History will regard Trump as neighborhood bully

Jan 12, 2023 11:33AM ● By Bryan Gray

For Utahns who deplored Donald Trump, the national nightmare is over. For those who supported the guy, their glory is in the rearview mirror. President Biden has said that he would love to run against him. Biden won’t get his wish.

As regular readers know, I was never a fan of our former president. Actually,  most voters weren’t either. The 2016 election was a choice between a scandalous liar and a scandal-plagued Hillary Clinton; Trump couldn’t have beaten any Democrat other than Clinton or Bernie Sanders.

For those who doubt this analysis, look at how Trump won his party’s nomination. He didn’t do it through sheer force; he won it because the 2016 GOP election featured more contestants than the Utah Symphony.

Republican activist Peggy Noonan noted last month that there were 17 separate candidates. All of them took votes away from others. In the early primary contests, Trump consistently won only about one-third of the votes, never close to a majority. The 33% who liked him were mesmerized by this brashness; he handed out more insults than Don Rickles in a Las Vegas showroom. In Iowa he did even worse (24%) losing to Ted Cruz whose father Trump slandered as a criminal involved in the Kennedy assassination.

- - -

• [Prompt]: Continue the opinion column on Donald Trump's 2016 rise from where it stops.

- - -

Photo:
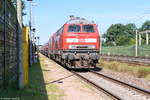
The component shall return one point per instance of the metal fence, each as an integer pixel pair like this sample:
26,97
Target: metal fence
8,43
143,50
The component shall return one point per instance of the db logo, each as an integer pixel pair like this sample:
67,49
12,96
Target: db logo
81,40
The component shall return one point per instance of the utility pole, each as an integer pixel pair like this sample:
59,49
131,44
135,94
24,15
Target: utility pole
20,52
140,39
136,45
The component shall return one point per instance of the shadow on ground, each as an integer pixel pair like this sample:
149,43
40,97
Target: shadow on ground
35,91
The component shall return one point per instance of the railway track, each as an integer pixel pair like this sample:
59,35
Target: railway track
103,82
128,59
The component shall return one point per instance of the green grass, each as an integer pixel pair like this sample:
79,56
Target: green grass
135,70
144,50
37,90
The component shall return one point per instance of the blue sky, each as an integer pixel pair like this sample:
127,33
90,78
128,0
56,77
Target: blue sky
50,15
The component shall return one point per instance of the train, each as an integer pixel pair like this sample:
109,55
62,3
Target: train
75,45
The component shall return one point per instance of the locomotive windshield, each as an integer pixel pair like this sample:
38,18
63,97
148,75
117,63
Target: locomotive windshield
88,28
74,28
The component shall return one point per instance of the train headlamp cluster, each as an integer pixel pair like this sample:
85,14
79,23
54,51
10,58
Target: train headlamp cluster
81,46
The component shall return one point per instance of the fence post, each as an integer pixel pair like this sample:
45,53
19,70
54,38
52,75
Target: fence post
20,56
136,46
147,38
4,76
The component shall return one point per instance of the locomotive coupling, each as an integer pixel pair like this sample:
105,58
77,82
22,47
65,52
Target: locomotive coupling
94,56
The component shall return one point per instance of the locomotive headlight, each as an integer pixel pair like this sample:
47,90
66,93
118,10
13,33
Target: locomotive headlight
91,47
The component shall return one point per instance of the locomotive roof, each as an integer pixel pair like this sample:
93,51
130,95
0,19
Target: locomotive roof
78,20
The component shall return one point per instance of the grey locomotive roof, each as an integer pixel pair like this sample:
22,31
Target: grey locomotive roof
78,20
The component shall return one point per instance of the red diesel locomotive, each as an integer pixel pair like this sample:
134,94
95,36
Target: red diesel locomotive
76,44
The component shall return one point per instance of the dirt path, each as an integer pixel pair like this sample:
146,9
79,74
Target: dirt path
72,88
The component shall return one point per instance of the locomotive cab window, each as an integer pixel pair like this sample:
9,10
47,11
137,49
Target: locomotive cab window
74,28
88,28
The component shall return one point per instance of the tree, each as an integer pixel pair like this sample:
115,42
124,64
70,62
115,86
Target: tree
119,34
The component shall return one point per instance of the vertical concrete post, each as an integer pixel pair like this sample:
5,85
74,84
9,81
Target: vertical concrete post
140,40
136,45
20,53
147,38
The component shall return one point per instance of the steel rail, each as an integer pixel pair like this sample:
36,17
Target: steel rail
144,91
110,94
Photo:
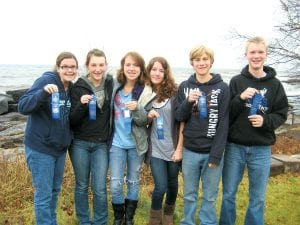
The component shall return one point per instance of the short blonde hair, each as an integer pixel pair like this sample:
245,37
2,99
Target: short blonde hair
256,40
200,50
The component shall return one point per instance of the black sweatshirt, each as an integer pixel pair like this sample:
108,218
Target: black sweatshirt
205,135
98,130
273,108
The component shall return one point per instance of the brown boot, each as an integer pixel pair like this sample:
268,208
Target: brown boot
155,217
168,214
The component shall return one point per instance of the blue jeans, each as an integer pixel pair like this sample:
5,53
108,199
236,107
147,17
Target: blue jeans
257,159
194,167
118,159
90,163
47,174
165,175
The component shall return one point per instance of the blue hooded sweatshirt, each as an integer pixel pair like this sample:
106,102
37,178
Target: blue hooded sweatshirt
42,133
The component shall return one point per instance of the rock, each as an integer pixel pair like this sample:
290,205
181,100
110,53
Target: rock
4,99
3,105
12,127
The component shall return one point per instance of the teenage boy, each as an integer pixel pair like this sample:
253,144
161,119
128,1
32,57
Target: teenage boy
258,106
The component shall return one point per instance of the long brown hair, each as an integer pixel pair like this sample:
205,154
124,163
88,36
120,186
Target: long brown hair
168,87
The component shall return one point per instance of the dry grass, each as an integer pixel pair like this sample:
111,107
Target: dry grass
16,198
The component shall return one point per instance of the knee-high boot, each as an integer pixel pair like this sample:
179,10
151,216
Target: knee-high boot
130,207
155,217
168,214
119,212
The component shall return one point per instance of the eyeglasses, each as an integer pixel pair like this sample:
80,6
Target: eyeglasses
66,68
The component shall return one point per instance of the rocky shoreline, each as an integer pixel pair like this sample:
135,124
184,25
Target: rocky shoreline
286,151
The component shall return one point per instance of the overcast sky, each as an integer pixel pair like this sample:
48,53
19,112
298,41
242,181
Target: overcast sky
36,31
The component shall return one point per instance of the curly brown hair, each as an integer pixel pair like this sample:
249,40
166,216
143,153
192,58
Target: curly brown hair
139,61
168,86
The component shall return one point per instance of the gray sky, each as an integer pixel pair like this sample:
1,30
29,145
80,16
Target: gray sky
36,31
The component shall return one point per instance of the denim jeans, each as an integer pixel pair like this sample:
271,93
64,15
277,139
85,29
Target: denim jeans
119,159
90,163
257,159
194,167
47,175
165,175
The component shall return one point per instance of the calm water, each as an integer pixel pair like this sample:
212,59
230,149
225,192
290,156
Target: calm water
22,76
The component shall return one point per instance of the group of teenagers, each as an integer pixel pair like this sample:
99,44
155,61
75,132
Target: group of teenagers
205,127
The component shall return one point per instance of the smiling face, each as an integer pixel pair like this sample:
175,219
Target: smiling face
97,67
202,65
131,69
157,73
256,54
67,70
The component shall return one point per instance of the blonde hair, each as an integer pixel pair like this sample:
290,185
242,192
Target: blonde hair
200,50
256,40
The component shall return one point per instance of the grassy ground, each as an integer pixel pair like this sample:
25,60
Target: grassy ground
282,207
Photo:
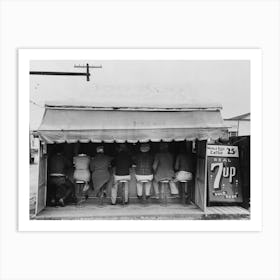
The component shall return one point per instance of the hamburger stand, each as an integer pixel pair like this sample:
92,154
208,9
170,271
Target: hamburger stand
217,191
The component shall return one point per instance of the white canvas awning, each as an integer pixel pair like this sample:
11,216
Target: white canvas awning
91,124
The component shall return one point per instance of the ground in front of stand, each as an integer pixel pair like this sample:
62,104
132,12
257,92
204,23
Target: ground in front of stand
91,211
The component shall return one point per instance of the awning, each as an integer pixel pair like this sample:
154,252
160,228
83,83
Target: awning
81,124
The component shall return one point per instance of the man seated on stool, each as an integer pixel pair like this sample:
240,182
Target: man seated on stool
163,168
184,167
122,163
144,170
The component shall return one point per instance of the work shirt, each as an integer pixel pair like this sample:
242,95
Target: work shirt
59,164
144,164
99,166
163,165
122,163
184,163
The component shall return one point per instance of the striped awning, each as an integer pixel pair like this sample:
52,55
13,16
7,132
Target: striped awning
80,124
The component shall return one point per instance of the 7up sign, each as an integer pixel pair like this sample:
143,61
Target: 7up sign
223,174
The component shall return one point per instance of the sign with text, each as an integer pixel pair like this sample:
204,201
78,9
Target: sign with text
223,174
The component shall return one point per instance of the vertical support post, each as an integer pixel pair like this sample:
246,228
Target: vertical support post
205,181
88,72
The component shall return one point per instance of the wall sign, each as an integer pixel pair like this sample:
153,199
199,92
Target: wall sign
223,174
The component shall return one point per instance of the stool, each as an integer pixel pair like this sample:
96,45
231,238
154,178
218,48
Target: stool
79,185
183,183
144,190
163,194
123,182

- - -

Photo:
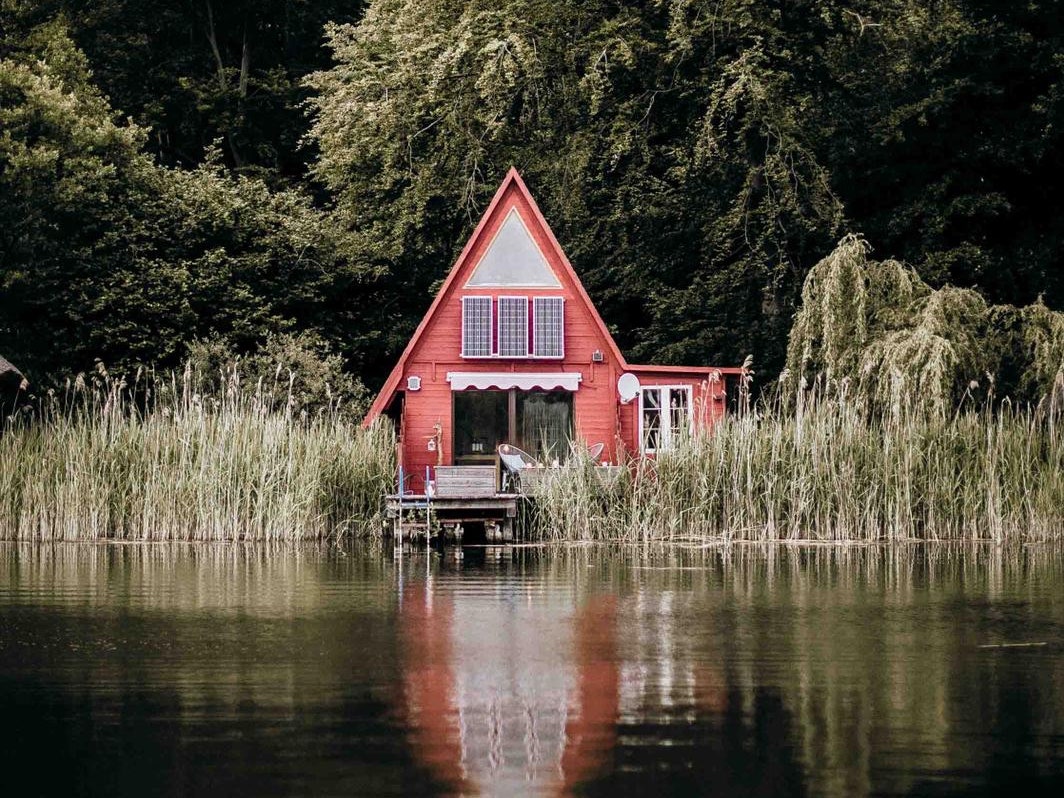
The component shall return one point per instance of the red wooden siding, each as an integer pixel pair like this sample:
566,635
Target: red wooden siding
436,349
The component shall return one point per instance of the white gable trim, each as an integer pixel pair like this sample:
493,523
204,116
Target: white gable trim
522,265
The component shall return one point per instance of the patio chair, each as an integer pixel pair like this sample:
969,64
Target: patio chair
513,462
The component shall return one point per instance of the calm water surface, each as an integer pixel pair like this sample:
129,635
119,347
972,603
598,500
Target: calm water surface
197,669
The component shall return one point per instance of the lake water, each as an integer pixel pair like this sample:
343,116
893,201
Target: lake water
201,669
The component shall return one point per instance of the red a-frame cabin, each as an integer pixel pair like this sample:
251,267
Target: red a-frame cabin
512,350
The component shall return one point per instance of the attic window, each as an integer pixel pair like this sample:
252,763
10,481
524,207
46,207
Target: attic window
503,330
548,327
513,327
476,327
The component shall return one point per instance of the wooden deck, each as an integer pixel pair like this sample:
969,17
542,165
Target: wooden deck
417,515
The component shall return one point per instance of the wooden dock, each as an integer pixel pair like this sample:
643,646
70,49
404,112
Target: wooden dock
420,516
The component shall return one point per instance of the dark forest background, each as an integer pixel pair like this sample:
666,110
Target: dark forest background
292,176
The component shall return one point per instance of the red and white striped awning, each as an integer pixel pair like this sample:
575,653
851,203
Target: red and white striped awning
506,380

- - -

• [Exercise result]:
Unlike Ronald Reagan, Trump never built a foundation for the Republican Party. Reagan was a builder, assembling former Southern Democrats and rural Midwest farmers into a conservative movement. In contrast, Trump was like a little boy who saw a political structure, then kicked it apart as if it were a finely assembled Lego set. Reagan made people feel good about themselves whereas Trump turned Americans against each other.

I believe some of Reagan’s actions were destructive (i.e., emptying mental facilities and turning thousands of psychotic patients out on the streets). But Reagan believed in the Constitution, a document that Trump spits at and has attempted to override. Reagan was serious and knowledgeable about issues in contrast to Trump who his aides say rarely read the pros and cons of legislation and was quick to anger rather than being reflective. Reagan had personal dignity while Trump leaned in on crushing arrogance.

And as we know now from the issuance of Trump’s tax returns, he, unlike the fiscally responsible Reagan, told whoppers on his IRS tax returns and was littered with debt and business losses.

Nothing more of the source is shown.